TASK TO CARRY OUT » Beginning with the line that holds "the light tower.", set down each line of the data below through the very last, exactly as given, and nothing beyond that.

DATASET EXCERPTS »
+ + + +
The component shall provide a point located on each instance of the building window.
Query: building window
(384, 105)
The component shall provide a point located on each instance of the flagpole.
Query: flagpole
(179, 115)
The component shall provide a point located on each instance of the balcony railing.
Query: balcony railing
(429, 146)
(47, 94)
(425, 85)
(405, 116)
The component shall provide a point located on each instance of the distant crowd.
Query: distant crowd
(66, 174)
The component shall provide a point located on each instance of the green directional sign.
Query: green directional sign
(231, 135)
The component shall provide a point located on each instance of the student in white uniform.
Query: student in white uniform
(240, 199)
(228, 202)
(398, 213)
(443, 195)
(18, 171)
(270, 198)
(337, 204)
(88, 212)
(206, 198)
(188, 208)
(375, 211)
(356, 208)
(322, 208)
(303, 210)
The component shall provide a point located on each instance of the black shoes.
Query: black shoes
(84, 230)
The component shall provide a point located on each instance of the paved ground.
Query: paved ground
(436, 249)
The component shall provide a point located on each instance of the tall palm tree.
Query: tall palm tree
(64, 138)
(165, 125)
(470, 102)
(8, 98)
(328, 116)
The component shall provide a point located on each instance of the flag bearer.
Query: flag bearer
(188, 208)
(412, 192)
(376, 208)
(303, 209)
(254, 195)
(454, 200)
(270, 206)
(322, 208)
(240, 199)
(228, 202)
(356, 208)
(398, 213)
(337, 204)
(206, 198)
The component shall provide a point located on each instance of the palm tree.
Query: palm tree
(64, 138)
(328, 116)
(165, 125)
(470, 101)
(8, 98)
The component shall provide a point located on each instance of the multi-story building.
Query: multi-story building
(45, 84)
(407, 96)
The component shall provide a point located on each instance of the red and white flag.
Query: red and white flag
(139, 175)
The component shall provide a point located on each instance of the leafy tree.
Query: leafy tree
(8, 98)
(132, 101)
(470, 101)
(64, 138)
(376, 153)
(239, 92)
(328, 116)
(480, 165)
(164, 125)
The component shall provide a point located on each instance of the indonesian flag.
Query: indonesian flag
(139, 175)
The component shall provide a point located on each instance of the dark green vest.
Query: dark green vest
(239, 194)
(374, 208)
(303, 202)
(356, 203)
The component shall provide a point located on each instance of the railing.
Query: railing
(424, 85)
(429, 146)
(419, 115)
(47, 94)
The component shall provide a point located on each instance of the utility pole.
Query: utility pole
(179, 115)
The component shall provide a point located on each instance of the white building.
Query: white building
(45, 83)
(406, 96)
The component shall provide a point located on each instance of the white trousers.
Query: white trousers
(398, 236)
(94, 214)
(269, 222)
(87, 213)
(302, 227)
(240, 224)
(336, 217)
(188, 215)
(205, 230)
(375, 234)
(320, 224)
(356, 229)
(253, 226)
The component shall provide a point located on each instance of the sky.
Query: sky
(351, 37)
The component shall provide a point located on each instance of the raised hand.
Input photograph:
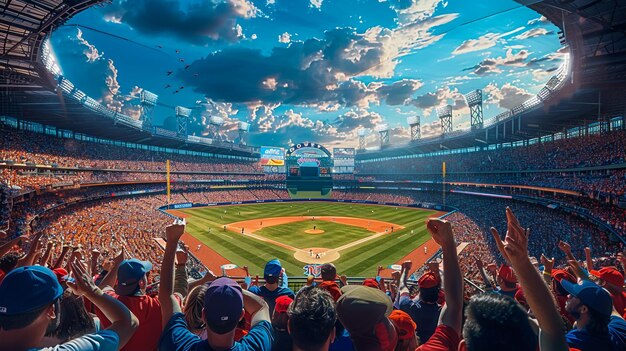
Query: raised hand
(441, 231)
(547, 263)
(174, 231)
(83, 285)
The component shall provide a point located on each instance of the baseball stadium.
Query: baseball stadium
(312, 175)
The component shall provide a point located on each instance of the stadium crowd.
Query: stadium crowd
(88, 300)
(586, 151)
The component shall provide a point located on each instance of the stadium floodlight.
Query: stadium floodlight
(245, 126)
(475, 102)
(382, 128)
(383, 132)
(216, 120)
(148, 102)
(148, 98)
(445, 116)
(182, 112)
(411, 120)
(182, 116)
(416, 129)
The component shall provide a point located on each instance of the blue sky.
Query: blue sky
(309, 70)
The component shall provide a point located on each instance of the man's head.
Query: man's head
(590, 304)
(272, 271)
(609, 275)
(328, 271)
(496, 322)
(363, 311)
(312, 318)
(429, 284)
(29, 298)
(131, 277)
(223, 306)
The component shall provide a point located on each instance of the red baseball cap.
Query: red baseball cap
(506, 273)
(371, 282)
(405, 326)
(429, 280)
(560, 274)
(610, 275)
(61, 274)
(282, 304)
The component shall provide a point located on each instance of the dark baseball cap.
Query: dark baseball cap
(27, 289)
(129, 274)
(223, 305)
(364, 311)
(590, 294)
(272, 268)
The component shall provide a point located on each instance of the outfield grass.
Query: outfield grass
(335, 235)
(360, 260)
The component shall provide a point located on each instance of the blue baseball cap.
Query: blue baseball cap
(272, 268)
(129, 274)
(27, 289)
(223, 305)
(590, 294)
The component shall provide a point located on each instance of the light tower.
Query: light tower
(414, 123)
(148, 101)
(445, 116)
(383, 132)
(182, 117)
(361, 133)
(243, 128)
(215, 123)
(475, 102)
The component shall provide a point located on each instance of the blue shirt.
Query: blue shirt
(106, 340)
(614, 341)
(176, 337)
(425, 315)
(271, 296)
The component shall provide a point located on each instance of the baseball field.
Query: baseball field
+ + + +
YOUR SOLUTION »
The component shall provide a point located on each instance of the light tower.
Query: light tower
(414, 123)
(148, 101)
(445, 116)
(383, 132)
(182, 117)
(361, 133)
(243, 128)
(215, 123)
(475, 102)
The component shall provide a point located on each instance of the blue shirt.
Query: blue shirt
(106, 340)
(614, 341)
(176, 337)
(425, 315)
(271, 296)
The component shall provide a point located on each instance of the baseball field.
Query: baseball field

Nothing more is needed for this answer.